■ Task to complete: Please quote only the lines that start at the one with "the concrete pier" and go on to the last line of the data, both ends kept.

Begin Material to process

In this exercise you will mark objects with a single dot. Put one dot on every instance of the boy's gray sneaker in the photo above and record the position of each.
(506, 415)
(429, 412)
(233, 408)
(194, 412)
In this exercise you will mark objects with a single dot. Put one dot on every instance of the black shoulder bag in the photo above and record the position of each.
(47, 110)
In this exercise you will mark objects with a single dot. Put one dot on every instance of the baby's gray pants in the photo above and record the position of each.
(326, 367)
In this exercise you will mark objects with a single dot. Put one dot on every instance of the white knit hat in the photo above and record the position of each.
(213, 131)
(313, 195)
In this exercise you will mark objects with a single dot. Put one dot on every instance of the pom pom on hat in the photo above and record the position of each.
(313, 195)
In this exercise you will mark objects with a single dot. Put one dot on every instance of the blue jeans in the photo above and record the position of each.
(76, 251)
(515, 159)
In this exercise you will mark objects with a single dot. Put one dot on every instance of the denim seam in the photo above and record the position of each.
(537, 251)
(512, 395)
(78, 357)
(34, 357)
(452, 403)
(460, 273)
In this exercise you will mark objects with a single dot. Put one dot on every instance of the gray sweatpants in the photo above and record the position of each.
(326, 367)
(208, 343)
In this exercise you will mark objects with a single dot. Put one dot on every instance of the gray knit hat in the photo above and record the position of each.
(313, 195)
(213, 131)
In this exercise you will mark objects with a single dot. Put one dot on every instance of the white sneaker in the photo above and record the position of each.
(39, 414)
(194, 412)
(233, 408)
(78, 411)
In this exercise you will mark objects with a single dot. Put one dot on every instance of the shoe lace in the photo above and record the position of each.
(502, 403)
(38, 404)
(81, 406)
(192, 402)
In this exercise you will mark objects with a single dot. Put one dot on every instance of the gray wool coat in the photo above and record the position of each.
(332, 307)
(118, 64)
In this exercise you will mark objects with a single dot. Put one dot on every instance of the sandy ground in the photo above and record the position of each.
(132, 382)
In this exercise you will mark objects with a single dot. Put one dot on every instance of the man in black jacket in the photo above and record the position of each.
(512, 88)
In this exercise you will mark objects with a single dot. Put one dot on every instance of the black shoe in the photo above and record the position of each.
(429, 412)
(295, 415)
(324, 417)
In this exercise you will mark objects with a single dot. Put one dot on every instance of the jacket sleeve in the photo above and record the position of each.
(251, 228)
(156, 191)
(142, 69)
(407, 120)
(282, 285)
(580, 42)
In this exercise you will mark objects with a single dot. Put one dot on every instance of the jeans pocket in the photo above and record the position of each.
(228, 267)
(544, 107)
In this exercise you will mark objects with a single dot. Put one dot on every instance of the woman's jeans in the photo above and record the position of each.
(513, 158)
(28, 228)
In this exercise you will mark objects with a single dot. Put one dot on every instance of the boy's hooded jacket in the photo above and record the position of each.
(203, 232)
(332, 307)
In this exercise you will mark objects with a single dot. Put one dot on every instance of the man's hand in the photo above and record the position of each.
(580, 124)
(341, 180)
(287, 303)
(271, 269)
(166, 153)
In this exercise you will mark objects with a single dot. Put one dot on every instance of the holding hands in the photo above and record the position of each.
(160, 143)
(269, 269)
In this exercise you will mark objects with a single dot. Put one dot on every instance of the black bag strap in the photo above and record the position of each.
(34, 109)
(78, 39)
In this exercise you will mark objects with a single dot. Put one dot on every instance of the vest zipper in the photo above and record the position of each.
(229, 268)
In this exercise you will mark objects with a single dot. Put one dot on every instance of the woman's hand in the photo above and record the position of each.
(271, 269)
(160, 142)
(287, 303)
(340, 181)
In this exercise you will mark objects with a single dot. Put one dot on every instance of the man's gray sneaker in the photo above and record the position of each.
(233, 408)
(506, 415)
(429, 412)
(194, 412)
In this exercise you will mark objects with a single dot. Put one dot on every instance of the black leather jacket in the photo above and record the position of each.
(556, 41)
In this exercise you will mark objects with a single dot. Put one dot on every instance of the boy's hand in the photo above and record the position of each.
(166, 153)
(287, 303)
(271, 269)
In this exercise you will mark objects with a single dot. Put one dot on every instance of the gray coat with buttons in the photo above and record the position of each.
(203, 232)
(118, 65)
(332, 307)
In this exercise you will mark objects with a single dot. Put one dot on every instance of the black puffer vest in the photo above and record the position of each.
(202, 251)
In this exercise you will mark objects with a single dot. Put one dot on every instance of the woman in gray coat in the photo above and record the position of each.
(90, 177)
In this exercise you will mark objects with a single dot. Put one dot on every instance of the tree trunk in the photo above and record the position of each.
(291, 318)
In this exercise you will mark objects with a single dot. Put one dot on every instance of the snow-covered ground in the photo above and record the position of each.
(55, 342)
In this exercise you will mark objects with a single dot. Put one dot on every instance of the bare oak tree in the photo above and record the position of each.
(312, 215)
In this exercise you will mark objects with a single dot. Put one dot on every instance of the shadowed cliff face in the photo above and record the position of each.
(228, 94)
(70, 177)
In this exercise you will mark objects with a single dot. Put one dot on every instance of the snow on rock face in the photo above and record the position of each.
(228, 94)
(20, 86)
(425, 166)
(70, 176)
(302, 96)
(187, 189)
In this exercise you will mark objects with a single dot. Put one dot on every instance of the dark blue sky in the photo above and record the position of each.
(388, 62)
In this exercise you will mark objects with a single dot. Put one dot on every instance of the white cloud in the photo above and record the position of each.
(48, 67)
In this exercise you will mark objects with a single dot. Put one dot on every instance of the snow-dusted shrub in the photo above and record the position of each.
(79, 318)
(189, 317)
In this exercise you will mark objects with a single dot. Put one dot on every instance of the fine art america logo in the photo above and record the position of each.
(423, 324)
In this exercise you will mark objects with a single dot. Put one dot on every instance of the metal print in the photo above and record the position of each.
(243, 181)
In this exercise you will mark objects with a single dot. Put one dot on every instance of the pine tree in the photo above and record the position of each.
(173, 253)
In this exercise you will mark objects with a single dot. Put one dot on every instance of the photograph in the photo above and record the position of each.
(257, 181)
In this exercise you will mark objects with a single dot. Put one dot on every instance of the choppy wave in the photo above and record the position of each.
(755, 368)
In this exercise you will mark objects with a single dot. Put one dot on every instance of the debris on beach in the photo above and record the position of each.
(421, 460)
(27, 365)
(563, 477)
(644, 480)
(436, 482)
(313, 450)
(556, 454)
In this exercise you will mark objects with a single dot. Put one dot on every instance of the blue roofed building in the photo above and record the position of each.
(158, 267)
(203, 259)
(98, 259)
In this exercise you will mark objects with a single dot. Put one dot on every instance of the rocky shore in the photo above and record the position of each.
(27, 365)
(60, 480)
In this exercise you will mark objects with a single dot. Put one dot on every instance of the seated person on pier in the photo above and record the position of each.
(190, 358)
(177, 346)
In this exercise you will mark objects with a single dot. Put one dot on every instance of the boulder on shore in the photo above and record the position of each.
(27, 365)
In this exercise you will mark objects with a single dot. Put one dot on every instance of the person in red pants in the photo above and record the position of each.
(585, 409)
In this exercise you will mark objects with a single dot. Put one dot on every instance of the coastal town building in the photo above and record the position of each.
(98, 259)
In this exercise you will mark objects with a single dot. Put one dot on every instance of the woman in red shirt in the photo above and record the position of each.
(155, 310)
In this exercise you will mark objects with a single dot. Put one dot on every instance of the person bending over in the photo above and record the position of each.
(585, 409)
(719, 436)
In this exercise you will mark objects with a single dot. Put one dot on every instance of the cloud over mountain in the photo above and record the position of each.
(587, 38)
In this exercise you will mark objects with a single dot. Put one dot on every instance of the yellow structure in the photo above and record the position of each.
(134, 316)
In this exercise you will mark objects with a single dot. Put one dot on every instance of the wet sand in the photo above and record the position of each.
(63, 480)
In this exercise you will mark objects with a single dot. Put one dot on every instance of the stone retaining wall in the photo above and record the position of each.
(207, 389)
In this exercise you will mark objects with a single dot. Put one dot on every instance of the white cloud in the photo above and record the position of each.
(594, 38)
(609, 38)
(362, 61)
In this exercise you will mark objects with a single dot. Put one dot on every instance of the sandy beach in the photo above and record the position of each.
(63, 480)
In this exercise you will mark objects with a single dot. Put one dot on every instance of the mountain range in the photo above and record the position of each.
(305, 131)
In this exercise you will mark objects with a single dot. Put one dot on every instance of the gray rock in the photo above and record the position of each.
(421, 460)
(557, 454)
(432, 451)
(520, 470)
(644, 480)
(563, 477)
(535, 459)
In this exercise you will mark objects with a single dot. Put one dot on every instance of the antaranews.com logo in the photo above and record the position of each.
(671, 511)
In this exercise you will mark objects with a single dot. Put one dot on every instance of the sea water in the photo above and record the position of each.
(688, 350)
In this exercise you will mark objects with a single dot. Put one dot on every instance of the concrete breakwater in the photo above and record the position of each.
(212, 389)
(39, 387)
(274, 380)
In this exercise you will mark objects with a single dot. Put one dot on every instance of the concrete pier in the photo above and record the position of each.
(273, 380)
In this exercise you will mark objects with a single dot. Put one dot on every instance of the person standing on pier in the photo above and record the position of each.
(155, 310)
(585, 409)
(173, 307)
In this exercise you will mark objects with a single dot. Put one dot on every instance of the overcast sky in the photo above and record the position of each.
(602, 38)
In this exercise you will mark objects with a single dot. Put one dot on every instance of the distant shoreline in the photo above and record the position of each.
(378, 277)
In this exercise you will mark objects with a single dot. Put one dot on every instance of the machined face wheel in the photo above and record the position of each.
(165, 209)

End Material to process

■ Solution:
In this exercise you will mark objects with a single dot. Put one dot on every instance of the concrete pier in the photo above and record the position of each.
(273, 380)
In this exercise you will mark objects with a single dot. Put one dot on every instance of the person standing on pier in the photo above and record the position of each.
(155, 310)
(585, 409)
(173, 307)
In this exercise you will mark objects with a single dot. Put one dot on every instance of the overcast sky in the photo above and record the position of each.
(602, 38)
In this exercise you will mark objects with a single dot. Put one dot on every instance of the distant shoreline in the photo above and record the position of each.
(378, 277)
In this exercise you will mark objects with a single dot. Put one dot on every instance of the machined face wheel in the photo above and record the position of each.
(165, 209)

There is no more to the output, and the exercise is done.